Set down, word for word, only the lines from the start of the records through the line bearing "rough mask: <svg"; include no pictures.
══ EXTRACTED INFORMATION
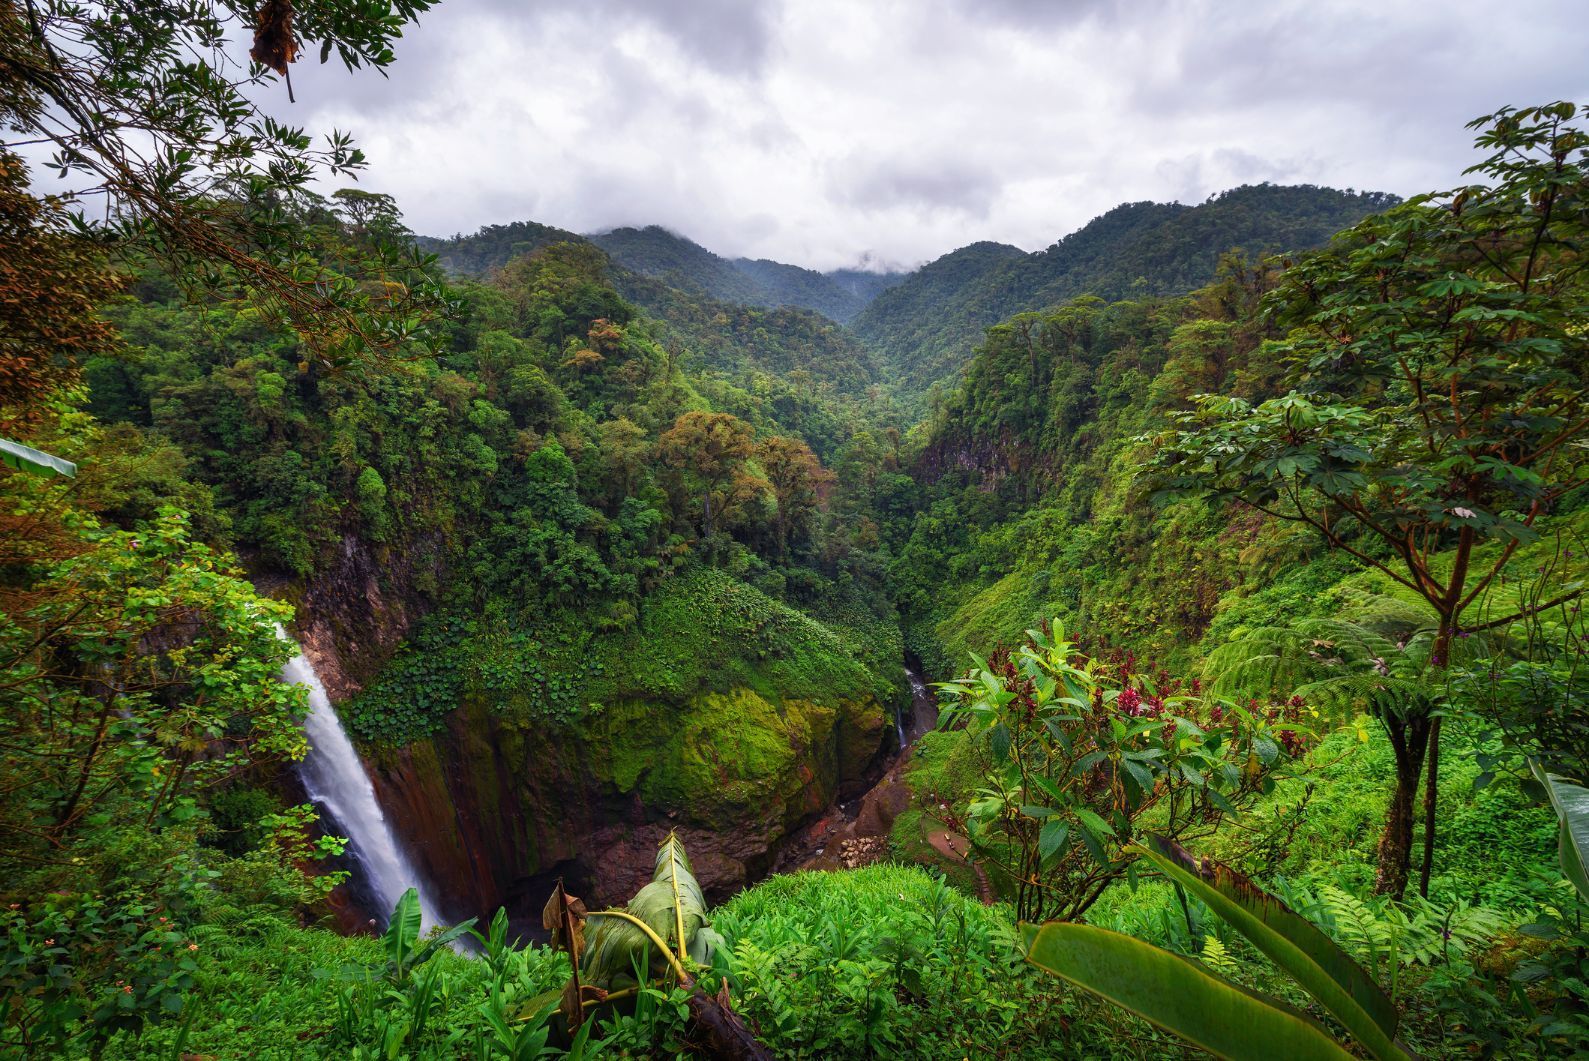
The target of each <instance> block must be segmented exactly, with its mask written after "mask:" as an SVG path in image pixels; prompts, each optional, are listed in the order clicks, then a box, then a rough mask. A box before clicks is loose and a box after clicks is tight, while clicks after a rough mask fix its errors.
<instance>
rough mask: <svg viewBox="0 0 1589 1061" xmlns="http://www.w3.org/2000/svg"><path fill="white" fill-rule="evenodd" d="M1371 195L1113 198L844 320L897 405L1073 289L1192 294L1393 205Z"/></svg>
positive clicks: (976, 258) (946, 376) (925, 390)
mask: <svg viewBox="0 0 1589 1061" xmlns="http://www.w3.org/2000/svg"><path fill="white" fill-rule="evenodd" d="M1395 202H1397V199H1395V197H1394V195H1386V194H1382V192H1341V191H1335V189H1330V187H1316V186H1313V184H1300V186H1276V184H1249V186H1244V187H1236V189H1231V191H1228V192H1222V194H1219V195H1214V197H1211V199H1209V200H1208V202H1203V203H1200V205H1197V206H1185V205H1182V203H1149V202H1141V203H1123V205H1120V206H1115V208H1114V210H1111V211H1109V213H1106V214H1103V216H1101V218H1095V219H1093V221H1090V222H1088V224H1087V226H1085V227H1082V229H1081V230H1077V232H1073V233H1071V235H1068V237H1065V238H1063V240H1060V241H1058V243H1055V245H1054V246H1050V248H1047V249H1044V251H1038V253H1034V254H1025V253H1023V251H1020V249H1017V248H1012V246H1006V245H1001V243H972V245H971V246H966V248H961V249H958V251H953V253H950V254H945V256H944V257H941V259H938V260H936V262H931V264H930V265H925V267H923V268H920V270H917V272H914V273H910V275H909V276H906V278H904V281H903V283H899V284H898V286H895V287H891V289H888V291H883V292H880V294H879V295H877V297H876V299H874V300H872V302H871V305H868V307H866V308H864V310H863V311H861V313H860V314H856V318H855V319H853V322H852V327H853V330H855V334H856V335H860V337H861V338H863V340H866V341H868V343H869V345H871V346H872V349H874V351H877V359H879V368H880V370H882V373H883V376H885V378H887V380H888V381H890V383H891V384H893V386H895V388H896V389H898V394H899V397H901V399H904V400H907V402H909V400H917V399H920V395H923V394H925V392H926V389H928V388H930V386H931V384H933V383H938V381H941V380H953V378H955V376H957V375H958V372H960V370H961V367H963V365H965V364H966V362H968V361H969V359H971V353H972V349H974V348H976V346H977V345H979V343H980V341H982V334H984V330H985V329H987V327H990V326H993V324H996V322H999V321H1003V319H1004V318H1007V316H1011V314H1014V313H1022V311H1025V310H1039V308H1042V307H1049V305H1054V303H1058V302H1065V300H1066V299H1074V297H1076V295H1082V294H1095V295H1101V297H1104V299H1127V297H1136V295H1166V294H1179V292H1185V291H1192V289H1195V287H1200V286H1201V284H1204V283H1208V281H1209V280H1212V276H1214V270H1216V265H1217V264H1219V257H1220V254H1224V253H1225V251H1230V249H1235V248H1241V249H1243V251H1246V253H1247V254H1265V253H1281V251H1301V249H1308V248H1314V246H1322V245H1324V243H1327V241H1328V240H1330V237H1333V235H1335V233H1336V232H1340V230H1341V229H1346V227H1351V226H1352V224H1355V222H1357V221H1360V219H1362V218H1365V216H1367V214H1371V213H1376V211H1379V210H1384V208H1387V206H1390V205H1394V203H1395Z"/></svg>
════
*ANSWER FOR THIS EXERCISE:*
The target of each <instance> block must be segmented exactly, with its mask written after "mask:" as an SVG path in image pixels; prompts, each optional, are listed in the order clicks, then a box, then a rough mask. A box before clicks is loose and a box after clicks is tight, while clicks after a rough mask fix its errors.
<instance>
rough mask: <svg viewBox="0 0 1589 1061" xmlns="http://www.w3.org/2000/svg"><path fill="white" fill-rule="evenodd" d="M1371 195L1113 198L844 320L897 405L1073 289L1192 294L1393 205Z"/></svg>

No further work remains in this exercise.